↓↓↓

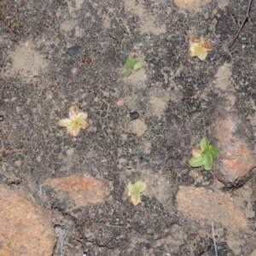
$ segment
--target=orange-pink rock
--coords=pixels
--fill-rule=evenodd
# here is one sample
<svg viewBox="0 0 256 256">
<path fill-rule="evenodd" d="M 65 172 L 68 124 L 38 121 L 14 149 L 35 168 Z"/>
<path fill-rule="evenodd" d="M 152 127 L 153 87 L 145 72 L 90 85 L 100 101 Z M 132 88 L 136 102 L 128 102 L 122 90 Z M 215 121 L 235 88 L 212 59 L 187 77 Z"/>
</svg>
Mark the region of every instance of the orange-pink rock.
<svg viewBox="0 0 256 256">
<path fill-rule="evenodd" d="M 51 256 L 55 245 L 51 215 L 0 185 L 0 255 Z"/>
<path fill-rule="evenodd" d="M 250 129 L 239 116 L 237 96 L 229 93 L 213 104 L 212 136 L 220 154 L 214 161 L 215 177 L 226 187 L 239 187 L 246 183 L 256 166 Z"/>
<path fill-rule="evenodd" d="M 95 178 L 84 176 L 68 176 L 48 180 L 46 185 L 58 193 L 73 199 L 78 207 L 102 202 L 106 195 L 103 183 Z"/>
<path fill-rule="evenodd" d="M 228 195 L 203 188 L 181 187 L 176 195 L 177 211 L 193 216 L 198 221 L 220 223 L 234 230 L 249 232 L 245 214 L 237 207 Z"/>
</svg>

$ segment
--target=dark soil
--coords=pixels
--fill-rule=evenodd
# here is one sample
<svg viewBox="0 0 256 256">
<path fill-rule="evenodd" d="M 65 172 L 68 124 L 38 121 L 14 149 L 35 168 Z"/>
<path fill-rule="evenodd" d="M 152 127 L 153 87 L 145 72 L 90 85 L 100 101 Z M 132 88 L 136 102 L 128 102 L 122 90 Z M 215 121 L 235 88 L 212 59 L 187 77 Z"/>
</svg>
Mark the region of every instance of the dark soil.
<svg viewBox="0 0 256 256">
<path fill-rule="evenodd" d="M 211 172 L 188 165 L 192 147 L 211 138 L 216 98 L 237 93 L 239 113 L 255 136 L 253 4 L 228 49 L 247 4 L 212 1 L 195 14 L 169 0 L 1 1 L 1 183 L 27 188 L 50 209 L 55 226 L 68 230 L 63 255 L 215 255 L 211 222 L 178 212 L 176 194 L 180 186 L 221 189 Z M 192 35 L 212 47 L 205 61 L 187 56 Z M 129 55 L 144 67 L 125 79 Z M 125 105 L 117 107 L 121 98 Z M 90 124 L 77 138 L 56 125 L 72 103 Z M 130 119 L 134 111 L 138 129 L 147 125 L 142 134 Z M 84 173 L 108 184 L 104 204 L 74 208 L 38 192 L 47 179 Z M 125 189 L 139 179 L 147 190 L 134 207 Z M 246 184 L 254 213 L 255 183 L 253 177 Z M 226 193 L 239 201 L 242 189 Z M 254 231 L 254 215 L 248 223 Z M 253 255 L 255 241 L 242 231 L 230 238 L 232 232 L 215 230 L 218 255 Z M 57 245 L 54 255 L 61 251 Z"/>
</svg>

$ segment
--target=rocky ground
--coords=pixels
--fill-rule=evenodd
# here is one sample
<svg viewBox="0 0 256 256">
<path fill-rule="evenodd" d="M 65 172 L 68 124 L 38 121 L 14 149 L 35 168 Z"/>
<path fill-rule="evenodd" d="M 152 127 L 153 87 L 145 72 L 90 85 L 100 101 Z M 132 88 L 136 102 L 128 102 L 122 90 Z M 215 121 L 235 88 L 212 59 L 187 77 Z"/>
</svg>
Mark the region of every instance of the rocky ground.
<svg viewBox="0 0 256 256">
<path fill-rule="evenodd" d="M 256 9 L 229 49 L 247 1 L 193 3 L 0 2 L 0 255 L 256 255 Z M 204 136 L 212 172 L 188 164 Z"/>
</svg>

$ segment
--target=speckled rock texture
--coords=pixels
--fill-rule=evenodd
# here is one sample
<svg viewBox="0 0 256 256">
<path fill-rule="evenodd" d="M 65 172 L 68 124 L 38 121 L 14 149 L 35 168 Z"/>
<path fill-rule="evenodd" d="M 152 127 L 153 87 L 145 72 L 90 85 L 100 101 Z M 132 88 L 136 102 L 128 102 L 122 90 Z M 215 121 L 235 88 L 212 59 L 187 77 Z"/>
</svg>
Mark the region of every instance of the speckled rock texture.
<svg viewBox="0 0 256 256">
<path fill-rule="evenodd" d="M 54 256 L 212 256 L 214 221 L 218 255 L 253 255 L 255 176 L 243 175 L 247 182 L 240 188 L 227 179 L 237 184 L 229 190 L 215 177 L 231 158 L 221 144 L 229 116 L 246 127 L 234 130 L 244 143 L 243 160 L 254 157 L 253 4 L 228 48 L 247 4 L 212 0 L 195 11 L 171 0 L 0 1 L 0 181 L 24 193 L 32 216 L 35 209 L 52 216 L 42 218 L 52 223 L 55 246 L 42 250 Z M 204 61 L 188 56 L 191 36 L 212 48 Z M 67 53 L 74 45 L 79 50 Z M 143 67 L 125 78 L 128 56 Z M 227 112 L 223 102 L 218 125 L 218 104 L 230 91 L 237 103 Z M 72 104 L 88 113 L 89 124 L 73 138 L 57 126 Z M 131 120 L 134 112 L 139 117 Z M 191 148 L 204 136 L 221 154 L 212 172 L 189 166 Z M 138 180 L 147 189 L 135 207 L 126 189 Z M 218 210 L 224 214 L 213 218 L 211 211 Z M 239 229 L 241 224 L 247 228 Z M 14 223 L 8 231 L 17 230 Z"/>
</svg>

↑↑↑

▶ **Task to complete**
Reproduce every entry above word for word, omitting the pictures.

▶ **The response**
$ segment
--target=orange-pink rock
--coords=pixels
--fill-rule=evenodd
# here is one sample
<svg viewBox="0 0 256 256">
<path fill-rule="evenodd" d="M 65 172 L 68 124 L 38 121 L 14 149 L 35 168 Z"/>
<path fill-rule="evenodd" d="M 152 127 L 153 87 L 145 72 L 90 85 L 100 101 Z M 132 88 L 136 102 L 128 102 L 122 90 Z M 215 121 L 235 88 L 212 59 L 187 77 Z"/>
</svg>
Mark the region of every instance of the orange-pink rock.
<svg viewBox="0 0 256 256">
<path fill-rule="evenodd" d="M 51 256 L 55 245 L 51 215 L 0 185 L 0 255 Z"/>
<path fill-rule="evenodd" d="M 250 129 L 239 116 L 237 96 L 229 93 L 213 104 L 212 136 L 220 154 L 214 161 L 215 177 L 226 187 L 239 187 L 246 183 L 256 166 Z"/>
<path fill-rule="evenodd" d="M 95 178 L 84 176 L 68 176 L 48 180 L 46 185 L 58 193 L 73 199 L 78 207 L 102 202 L 106 195 L 103 183 Z"/>
<path fill-rule="evenodd" d="M 228 195 L 203 188 L 181 187 L 176 195 L 177 211 L 193 216 L 198 221 L 220 223 L 234 230 L 249 232 L 245 214 L 237 207 Z"/>
</svg>

$ segment
--target=dark soil
--coords=pixels
--fill-rule=evenodd
# here is one sample
<svg viewBox="0 0 256 256">
<path fill-rule="evenodd" d="M 65 172 L 68 124 L 38 121 L 14 149 L 35 168 Z"/>
<path fill-rule="evenodd" d="M 152 127 L 153 87 L 145 72 L 90 85 L 100 101 Z M 132 88 L 136 102 L 128 102 L 122 90 Z M 215 121 L 235 88 L 212 59 L 187 77 Z"/>
</svg>
Mark the region of every instance of the dark soil.
<svg viewBox="0 0 256 256">
<path fill-rule="evenodd" d="M 211 172 L 188 165 L 192 147 L 211 138 L 216 98 L 237 93 L 239 113 L 255 136 L 253 4 L 228 49 L 247 4 L 212 1 L 195 14 L 169 0 L 1 1 L 1 183 L 27 188 L 50 209 L 55 226 L 68 230 L 63 255 L 215 255 L 211 222 L 178 212 L 176 194 L 180 186 L 221 189 Z M 192 35 L 212 47 L 205 61 L 187 56 Z M 129 55 L 144 67 L 125 79 Z M 125 105 L 117 107 L 121 98 Z M 90 124 L 77 138 L 56 125 L 72 103 Z M 130 119 L 134 111 L 138 129 L 147 125 L 142 134 Z M 84 173 L 108 184 L 104 204 L 74 208 L 38 192 L 47 179 Z M 125 189 L 139 179 L 147 190 L 134 207 Z M 246 184 L 254 213 L 255 183 L 253 177 Z M 226 193 L 239 201 L 242 189 Z M 254 231 L 254 215 L 248 223 Z M 253 255 L 255 241 L 242 231 L 230 238 L 232 232 L 215 230 L 218 255 Z M 57 245 L 54 255 L 61 251 Z"/>
</svg>

$ segment
--target=rocky ground
--coords=pixels
--fill-rule=evenodd
# here is one sample
<svg viewBox="0 0 256 256">
<path fill-rule="evenodd" d="M 65 172 L 68 124 L 38 121 L 14 149 L 35 168 Z"/>
<path fill-rule="evenodd" d="M 152 127 L 153 87 L 145 72 L 90 85 L 100 101 Z M 132 88 L 136 102 L 128 102 L 122 90 Z M 215 121 L 235 88 L 212 59 L 187 77 Z"/>
</svg>
Mark the region of every instance of the rocky ground.
<svg viewBox="0 0 256 256">
<path fill-rule="evenodd" d="M 256 9 L 229 49 L 247 1 L 193 3 L 0 2 L 0 255 L 256 255 Z M 204 136 L 212 172 L 188 164 Z"/>
</svg>

$ segment
--target=speckled rock texture
--coords=pixels
--fill-rule=evenodd
# here is one sample
<svg viewBox="0 0 256 256">
<path fill-rule="evenodd" d="M 65 172 L 68 124 L 38 121 L 14 149 L 35 168 Z"/>
<path fill-rule="evenodd" d="M 152 127 L 153 87 L 145 72 L 90 85 L 100 101 Z M 132 88 L 136 102 L 128 102 L 122 90 Z M 215 121 L 235 88 L 212 59 L 187 77 Z"/>
</svg>
Mark the region of every instance of the speckled rock texture.
<svg viewBox="0 0 256 256">
<path fill-rule="evenodd" d="M 54 256 L 212 256 L 214 221 L 218 255 L 253 255 L 255 176 L 243 175 L 247 182 L 240 188 L 227 179 L 237 184 L 229 190 L 215 177 L 231 158 L 221 144 L 229 116 L 246 127 L 234 130 L 244 143 L 243 160 L 254 157 L 253 4 L 228 48 L 247 4 L 212 0 L 195 11 L 171 0 L 0 1 L 0 181 L 24 193 L 32 216 L 35 209 L 52 216 L 42 218 L 52 223 L 55 246 L 42 250 Z M 204 61 L 188 56 L 191 36 L 212 48 Z M 67 53 L 74 45 L 79 50 Z M 143 67 L 125 78 L 128 56 Z M 227 112 L 223 102 L 218 125 L 218 104 L 230 91 L 237 103 Z M 72 104 L 88 113 L 89 124 L 73 138 L 57 126 Z M 131 120 L 134 112 L 139 117 Z M 191 148 L 204 136 L 221 154 L 212 172 L 189 166 Z M 138 180 L 147 189 L 135 207 L 126 189 Z M 218 210 L 224 214 L 213 218 L 211 211 Z M 239 229 L 241 224 L 247 228 Z M 14 223 L 8 231 L 17 230 Z"/>
</svg>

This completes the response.